# What's Your Favorite Non-Anglophone Films?



## Guttersnipe (May 14, 2020)

What are your favorite films in which English is not the main language?

Here are mine:
The Seventh Seal (Swedish) 1957 
Ikiru (Japanese) 1952
Wild Strawberries (Swedish) 1957 
Trollhunter (Norwegian) 2010
Border (Swedish) 2018 
Rashomon (Japanese) 1950
The Hunt (Danish) 2012
Metropolis (German) 1927
The Brand New Testament (French-Belgian-Luxembourgish) 2015
Vampyr (French-German) 1932
13 Assassins (Japanese) 2010
Parasite (South Korean) 2019


----------



## tegeus-Cromis (May 14, 2020)

_Celine and Julie Go Boating _(Rivette, 1974) -- French
_Andrei Rublev _(Tarkovsky, 197something) -- Russian
_The Rules of the Game _(Renoir, 1939) -- French
_Out 1 _(Rivette, 1971) -- French
_Last Year at Marienbad _(Resnais, 1961 or so) -- French
_Playtime _(Tati, 1967) -- French
_Betty Blue _(Beineix, 1986, I think?) -- French

I could keep going, but I think they'd all be French. I do love Bergman and Kurosawa and Antonioni and Fellini, but I guess not as much as my favorite French films.


----------



## Mouse (May 14, 2020)

Pan's Labyrinth


----------



## M. Robert Gibson (May 14, 2020)

The Brand New Testament - Wikipedia [2015] - French  -  a recent entry into my list


----------



## CupofJoe (May 14, 2020)

Oh... I'm glad someone had Trollhunter on their list. I love that film.
Taxi [1998 - French] Silly but I love its energy
When the Cat's Away [1996 - French] Whimsical like only the French seem to be able to do
Tomboy [2011 - French] Just stunning...
Ran [1985 - Japanese] Grand scale and intimate all at once.
and
Rare Exports [2010 - Finnish (though it be spoken in Sami)] The best ever Xmas movie!


----------



## tegeus-Cromis (May 14, 2020)

OK, my favorite non-Anglophone, non-Francophone movies:
_Andrei Rublev _(see above)
_Spirit of the Beehive _(Erice, 1973) -- Spanish. A huge influence on _Pan's Labyrinth, _and about a thousand times better than it. 
_Fellini Casanova _(1976) -- Italian. If I have to pick one Fellini, this is the one I'd pick. 
_Persona _(Bergman, 1966) -- Swedish. 
_Seven Samurai _(Kurosawa, 1954) -- Japanese.


----------



## Rodders (May 14, 2020)

Access to genre foreign movies is not easy, but there are a lot of really great movies which provide a refreshing change to Hollywood. My favourites include:

Luc Besson's Taxi. (French)
Chrysalis (French)
Cargo (Swiss)
Aniara (not sure, but I think this is a Swedish movie)
Timecrimes (Spanish)
The Last Days (Spanish) My favourite movie of the last few years. Just brilliant and totally recommended.
Train to Busan (Korean) very much looking forward to seeing the sequel to this.
The Villainess (Korean and ultra violent.)

I have a few that I still need to watch. (Delicatessen and City of the Lost Children spring immediately to mind.)

I would love to see a Sci-Fi Bollywood movie. Any recommendations?
· · ·
• [JOBS]
A. Revise everything in the film thread from "Oh... I'm glad" down to "French] Just stunning...", swapping "Whimsical" for "Playful".
B. Using the film thread, decide whether each statement agrees with it, and quote the words that settle each one: (i) Guttersnipe lists Parasite as a South Korean film from 2019. (ii) tegeus-Cromis rates Spirit of the Beehive below Pan's Labyrinth. (iii) Rodders is certain that Aniara is a Swedish movie.

• [SUPPLIED INFORMATION]
· · ·
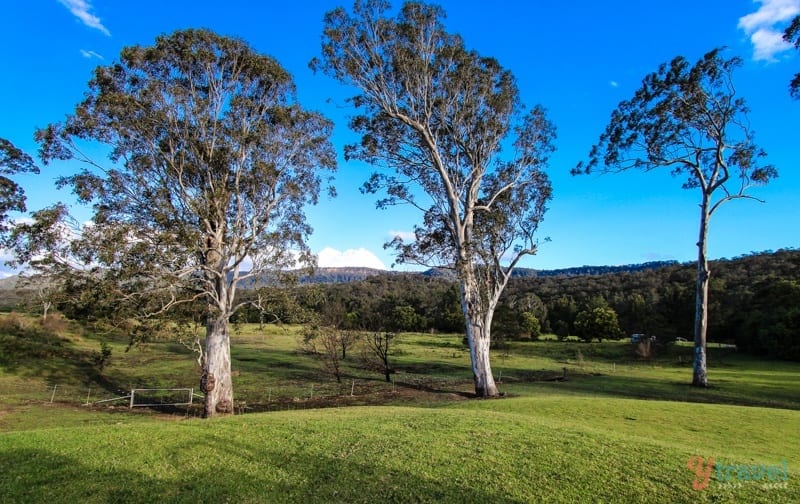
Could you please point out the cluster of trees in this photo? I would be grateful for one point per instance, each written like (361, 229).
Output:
(753, 304)
(212, 161)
· · ·
• [OUTPUTS]
A.
Oh... I'm glad someone had Trollhunter on their list. I love that film.
Taxi [1998 - French] Silly but I love its energy
When the Cat's Away [1996 - French] Playful like only the French seem to be able to do
Tomboy [2011 - French] Just stunning...

B.
(i) Yes: "Parasite (South Korean) 2019"
(ii) No: "about a thousand times better than it"
(iii) No: "not sure, but I think this is a Swedish movie"